** begin Data for the task **

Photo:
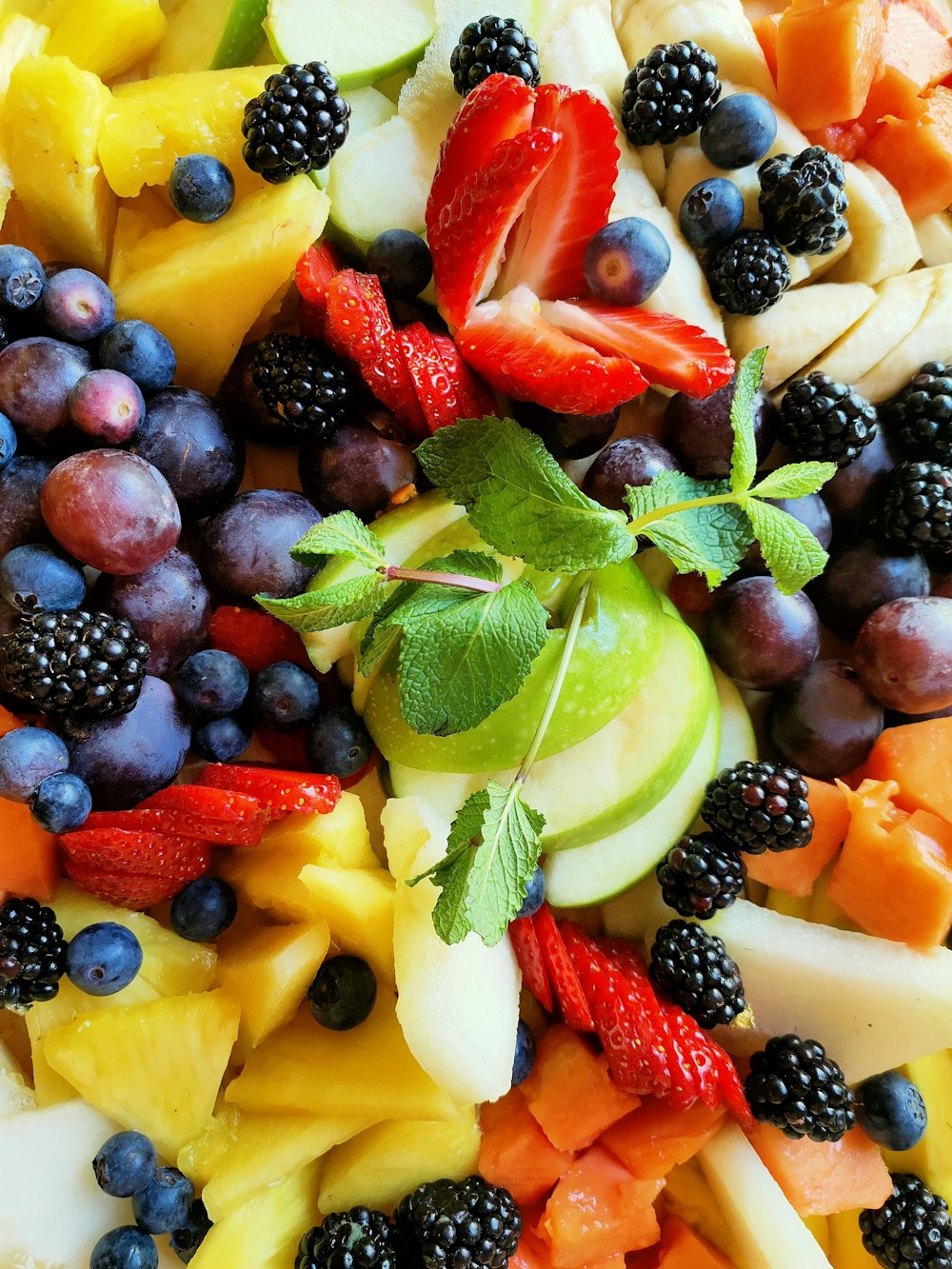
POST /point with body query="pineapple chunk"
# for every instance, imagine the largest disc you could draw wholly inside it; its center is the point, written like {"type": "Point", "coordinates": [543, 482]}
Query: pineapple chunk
{"type": "Point", "coordinates": [53, 115]}
{"type": "Point", "coordinates": [368, 1070]}
{"type": "Point", "coordinates": [388, 1160]}
{"type": "Point", "coordinates": [204, 286]}
{"type": "Point", "coordinates": [156, 1067]}
{"type": "Point", "coordinates": [109, 37]}
{"type": "Point", "coordinates": [269, 972]}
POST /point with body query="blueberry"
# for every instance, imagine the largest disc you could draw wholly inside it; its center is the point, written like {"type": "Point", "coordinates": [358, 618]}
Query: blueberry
{"type": "Point", "coordinates": [40, 576]}
{"type": "Point", "coordinates": [403, 263]}
{"type": "Point", "coordinates": [525, 1054]}
{"type": "Point", "coordinates": [125, 1164]}
{"type": "Point", "coordinates": [61, 803]}
{"type": "Point", "coordinates": [78, 306]}
{"type": "Point", "coordinates": [103, 959]}
{"type": "Point", "coordinates": [338, 744]}
{"type": "Point", "coordinates": [125, 1248]}
{"type": "Point", "coordinates": [204, 910]}
{"type": "Point", "coordinates": [201, 188]}
{"type": "Point", "coordinates": [343, 993]}
{"type": "Point", "coordinates": [211, 684]}
{"type": "Point", "coordinates": [29, 755]}
{"type": "Point", "coordinates": [739, 130]}
{"type": "Point", "coordinates": [285, 697]}
{"type": "Point", "coordinates": [626, 260]}
{"type": "Point", "coordinates": [711, 212]}
{"type": "Point", "coordinates": [139, 350]}
{"type": "Point", "coordinates": [891, 1111]}
{"type": "Point", "coordinates": [164, 1204]}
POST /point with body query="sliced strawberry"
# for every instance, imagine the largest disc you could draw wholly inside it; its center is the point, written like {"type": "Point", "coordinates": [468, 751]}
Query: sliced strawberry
{"type": "Point", "coordinates": [467, 235]}
{"type": "Point", "coordinates": [280, 791]}
{"type": "Point", "coordinates": [571, 201]}
{"type": "Point", "coordinates": [670, 351]}
{"type": "Point", "coordinates": [499, 108]}
{"type": "Point", "coordinates": [520, 353]}
{"type": "Point", "coordinates": [357, 325]}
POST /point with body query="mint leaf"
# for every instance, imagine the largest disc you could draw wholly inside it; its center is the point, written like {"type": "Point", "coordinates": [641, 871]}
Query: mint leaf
{"type": "Point", "coordinates": [520, 499]}
{"type": "Point", "coordinates": [790, 549]}
{"type": "Point", "coordinates": [744, 453]}
{"type": "Point", "coordinates": [341, 534]}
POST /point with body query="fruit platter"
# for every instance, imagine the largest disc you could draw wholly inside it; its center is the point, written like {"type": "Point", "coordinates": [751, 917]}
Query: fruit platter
{"type": "Point", "coordinates": [476, 635]}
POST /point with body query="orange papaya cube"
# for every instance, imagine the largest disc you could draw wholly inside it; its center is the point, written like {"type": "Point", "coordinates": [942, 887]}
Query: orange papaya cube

** end Data for the task **

- **Directive**
Write out again every line above exactly as given; the pictures do not belong in the copy.

- **Problem solution**
Photo:
POST /point with body query="pineapple chunk"
# for every instance, imagine the largest disc you could draw wholly inside it; its center is the point, written like {"type": "Point", "coordinates": [543, 482]}
Query: pineapple chunk
{"type": "Point", "coordinates": [53, 115]}
{"type": "Point", "coordinates": [368, 1070]}
{"type": "Point", "coordinates": [388, 1160]}
{"type": "Point", "coordinates": [204, 286]}
{"type": "Point", "coordinates": [156, 1067]}
{"type": "Point", "coordinates": [109, 37]}
{"type": "Point", "coordinates": [269, 972]}
POST /point with body query="blueberry"
# for every instance, imagine the largest disc you could draw wholly inside it; its center is the point, written like {"type": "Point", "coordinates": [358, 618]}
Query: blueberry
{"type": "Point", "coordinates": [40, 576]}
{"type": "Point", "coordinates": [403, 263]}
{"type": "Point", "coordinates": [525, 1054]}
{"type": "Point", "coordinates": [125, 1164]}
{"type": "Point", "coordinates": [61, 803]}
{"type": "Point", "coordinates": [78, 306]}
{"type": "Point", "coordinates": [103, 959]}
{"type": "Point", "coordinates": [338, 744]}
{"type": "Point", "coordinates": [125, 1248]}
{"type": "Point", "coordinates": [204, 910]}
{"type": "Point", "coordinates": [201, 188]}
{"type": "Point", "coordinates": [343, 993]}
{"type": "Point", "coordinates": [211, 684]}
{"type": "Point", "coordinates": [29, 755]}
{"type": "Point", "coordinates": [739, 130]}
{"type": "Point", "coordinates": [285, 697]}
{"type": "Point", "coordinates": [626, 260]}
{"type": "Point", "coordinates": [711, 212]}
{"type": "Point", "coordinates": [139, 350]}
{"type": "Point", "coordinates": [891, 1111]}
{"type": "Point", "coordinates": [164, 1204]}
POST /point with body query="sliced strawberry"
# for every instance, imagine the largest disc you could draw wholly inside it; its center is the point, written like {"type": "Point", "coordinates": [468, 751]}
Query: sliced strawberry
{"type": "Point", "coordinates": [467, 235]}
{"type": "Point", "coordinates": [280, 791]}
{"type": "Point", "coordinates": [571, 201]}
{"type": "Point", "coordinates": [670, 351]}
{"type": "Point", "coordinates": [499, 108]}
{"type": "Point", "coordinates": [520, 353]}
{"type": "Point", "coordinates": [357, 325]}
POST /point with body query="mint leaf"
# for every instance, imagine the largest disc you could draw wholly inside it; its center is the point, written like {"type": "Point", "coordinates": [641, 871]}
Query: mint leaf
{"type": "Point", "coordinates": [520, 499]}
{"type": "Point", "coordinates": [790, 549]}
{"type": "Point", "coordinates": [744, 453]}
{"type": "Point", "coordinates": [341, 534]}
POST /point with body query="fruit platter"
# for every instance, imagine the largest disc you could draw wholly inside it; its center is the point, written like {"type": "Point", "coordinates": [751, 917]}
Query: fruit platter
{"type": "Point", "coordinates": [476, 635]}
POST /point with body query="orange papaya cube"
# for every instance, imagine the largest disc you could draw wholly inside it; its center is the point, written like {"type": "Point", "coordinates": [942, 887]}
Query: orange papaya cube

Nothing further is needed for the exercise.